Problem to work on »
Copy every line of the data that contains the word "barrier", matching its case exactly.

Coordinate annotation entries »

┄┄┄┄┄┄

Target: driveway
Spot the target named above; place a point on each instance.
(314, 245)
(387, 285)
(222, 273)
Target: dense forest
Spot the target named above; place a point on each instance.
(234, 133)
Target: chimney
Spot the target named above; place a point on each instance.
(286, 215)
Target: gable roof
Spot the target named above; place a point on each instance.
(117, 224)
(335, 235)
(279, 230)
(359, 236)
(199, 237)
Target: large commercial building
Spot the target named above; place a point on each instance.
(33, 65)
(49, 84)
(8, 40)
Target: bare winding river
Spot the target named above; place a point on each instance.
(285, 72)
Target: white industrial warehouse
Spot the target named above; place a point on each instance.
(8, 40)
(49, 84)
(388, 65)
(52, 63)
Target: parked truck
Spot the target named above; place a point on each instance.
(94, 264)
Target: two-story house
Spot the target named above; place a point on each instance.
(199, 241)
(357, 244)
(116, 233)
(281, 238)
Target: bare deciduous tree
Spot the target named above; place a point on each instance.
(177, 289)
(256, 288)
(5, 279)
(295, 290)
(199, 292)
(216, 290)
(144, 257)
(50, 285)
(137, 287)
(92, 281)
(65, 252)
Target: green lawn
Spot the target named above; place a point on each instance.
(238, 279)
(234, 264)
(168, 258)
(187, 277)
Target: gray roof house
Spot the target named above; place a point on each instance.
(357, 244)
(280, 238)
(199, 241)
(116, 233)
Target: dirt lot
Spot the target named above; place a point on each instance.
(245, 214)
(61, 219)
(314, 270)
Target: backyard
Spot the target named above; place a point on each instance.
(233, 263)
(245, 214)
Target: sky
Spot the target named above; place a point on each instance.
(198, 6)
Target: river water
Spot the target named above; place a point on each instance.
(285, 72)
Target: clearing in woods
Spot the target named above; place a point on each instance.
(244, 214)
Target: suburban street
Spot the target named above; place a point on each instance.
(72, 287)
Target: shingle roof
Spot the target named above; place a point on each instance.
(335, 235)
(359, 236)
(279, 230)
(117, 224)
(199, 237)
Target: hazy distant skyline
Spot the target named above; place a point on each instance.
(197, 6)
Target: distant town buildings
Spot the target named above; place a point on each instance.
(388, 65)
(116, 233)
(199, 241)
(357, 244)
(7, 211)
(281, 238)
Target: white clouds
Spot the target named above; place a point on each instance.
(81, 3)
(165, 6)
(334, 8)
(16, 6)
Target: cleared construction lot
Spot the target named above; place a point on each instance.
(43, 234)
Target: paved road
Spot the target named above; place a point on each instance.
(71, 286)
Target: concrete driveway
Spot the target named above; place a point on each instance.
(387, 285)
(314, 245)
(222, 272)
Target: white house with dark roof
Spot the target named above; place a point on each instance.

┄┄┄┄┄┄

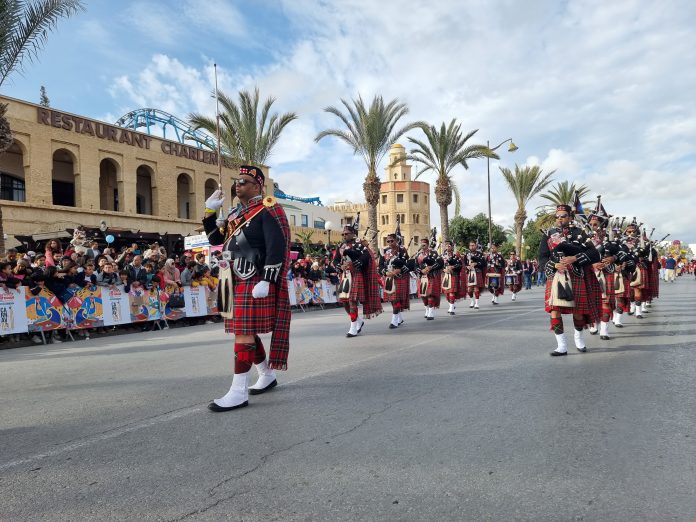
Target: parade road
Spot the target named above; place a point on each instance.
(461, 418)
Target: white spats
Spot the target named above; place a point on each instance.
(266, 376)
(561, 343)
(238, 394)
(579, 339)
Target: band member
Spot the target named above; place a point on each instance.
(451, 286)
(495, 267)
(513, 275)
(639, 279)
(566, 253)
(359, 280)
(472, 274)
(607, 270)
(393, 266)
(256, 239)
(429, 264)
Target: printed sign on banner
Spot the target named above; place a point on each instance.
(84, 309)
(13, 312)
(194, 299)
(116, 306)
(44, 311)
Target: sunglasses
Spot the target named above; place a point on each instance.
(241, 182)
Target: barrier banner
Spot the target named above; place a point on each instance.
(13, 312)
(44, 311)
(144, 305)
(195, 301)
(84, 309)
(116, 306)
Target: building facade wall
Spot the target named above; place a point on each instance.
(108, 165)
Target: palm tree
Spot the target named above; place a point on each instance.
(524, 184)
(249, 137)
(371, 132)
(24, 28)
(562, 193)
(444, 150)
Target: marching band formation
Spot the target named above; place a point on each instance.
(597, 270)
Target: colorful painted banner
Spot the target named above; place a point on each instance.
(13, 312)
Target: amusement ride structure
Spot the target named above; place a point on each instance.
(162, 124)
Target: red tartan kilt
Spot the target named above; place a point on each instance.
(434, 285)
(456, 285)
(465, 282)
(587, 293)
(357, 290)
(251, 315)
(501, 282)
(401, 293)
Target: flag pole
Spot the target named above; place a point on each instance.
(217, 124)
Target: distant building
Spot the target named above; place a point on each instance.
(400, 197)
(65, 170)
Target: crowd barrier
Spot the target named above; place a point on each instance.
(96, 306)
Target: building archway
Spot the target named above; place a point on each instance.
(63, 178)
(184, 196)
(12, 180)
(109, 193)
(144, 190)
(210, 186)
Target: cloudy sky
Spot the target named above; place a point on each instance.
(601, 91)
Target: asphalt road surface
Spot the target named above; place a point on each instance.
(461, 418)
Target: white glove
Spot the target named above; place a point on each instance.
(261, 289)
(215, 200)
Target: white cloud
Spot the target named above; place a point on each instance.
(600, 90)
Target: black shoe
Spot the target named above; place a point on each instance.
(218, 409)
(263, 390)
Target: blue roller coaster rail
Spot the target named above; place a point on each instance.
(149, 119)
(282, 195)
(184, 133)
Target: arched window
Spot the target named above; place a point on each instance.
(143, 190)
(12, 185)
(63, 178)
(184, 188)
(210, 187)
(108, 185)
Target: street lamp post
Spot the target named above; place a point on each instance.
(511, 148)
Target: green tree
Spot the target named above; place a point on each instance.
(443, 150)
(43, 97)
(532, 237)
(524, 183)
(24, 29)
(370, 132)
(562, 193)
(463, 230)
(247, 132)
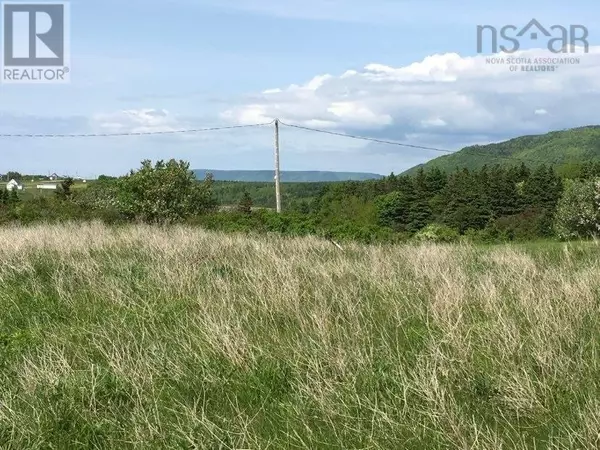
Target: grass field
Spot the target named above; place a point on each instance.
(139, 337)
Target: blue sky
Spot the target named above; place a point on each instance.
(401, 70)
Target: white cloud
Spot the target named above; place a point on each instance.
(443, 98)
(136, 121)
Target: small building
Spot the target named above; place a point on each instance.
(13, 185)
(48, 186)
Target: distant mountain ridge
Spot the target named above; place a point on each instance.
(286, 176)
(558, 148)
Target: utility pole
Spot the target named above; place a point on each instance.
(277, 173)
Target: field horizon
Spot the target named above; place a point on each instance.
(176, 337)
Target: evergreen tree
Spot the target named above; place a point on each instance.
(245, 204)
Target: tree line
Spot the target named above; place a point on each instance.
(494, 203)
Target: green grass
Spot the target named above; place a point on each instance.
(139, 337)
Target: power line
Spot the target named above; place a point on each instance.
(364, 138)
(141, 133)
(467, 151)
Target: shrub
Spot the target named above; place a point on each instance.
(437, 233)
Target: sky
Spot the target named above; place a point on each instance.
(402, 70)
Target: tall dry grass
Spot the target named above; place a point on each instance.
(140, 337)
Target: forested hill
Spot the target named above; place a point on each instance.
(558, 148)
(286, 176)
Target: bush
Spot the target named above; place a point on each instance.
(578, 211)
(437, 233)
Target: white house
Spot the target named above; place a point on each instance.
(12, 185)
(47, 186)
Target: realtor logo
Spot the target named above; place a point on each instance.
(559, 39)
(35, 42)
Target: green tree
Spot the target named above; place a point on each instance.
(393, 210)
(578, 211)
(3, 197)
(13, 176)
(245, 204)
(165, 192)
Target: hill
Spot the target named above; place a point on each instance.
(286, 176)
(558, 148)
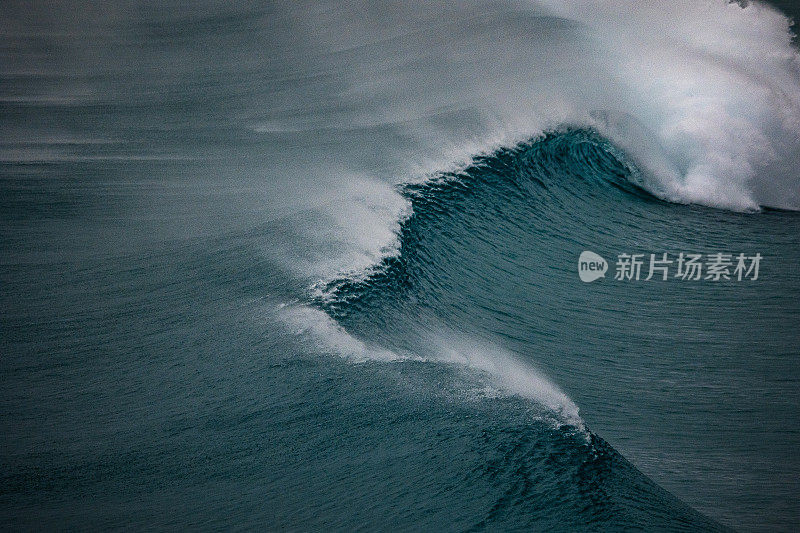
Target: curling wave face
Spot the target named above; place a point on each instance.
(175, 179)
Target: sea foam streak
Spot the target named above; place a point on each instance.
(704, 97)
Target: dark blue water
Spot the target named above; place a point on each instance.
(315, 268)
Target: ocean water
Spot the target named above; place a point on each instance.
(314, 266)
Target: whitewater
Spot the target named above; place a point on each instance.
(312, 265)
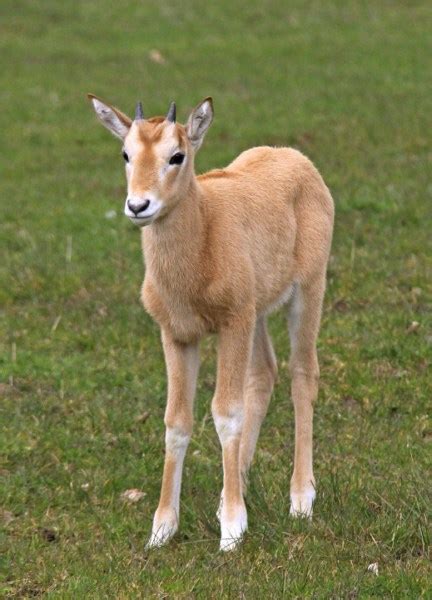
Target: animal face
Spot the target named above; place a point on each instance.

┄┄┄┄┄┄

Output of the exercise »
Target: barrier banner
Target: crowd barrier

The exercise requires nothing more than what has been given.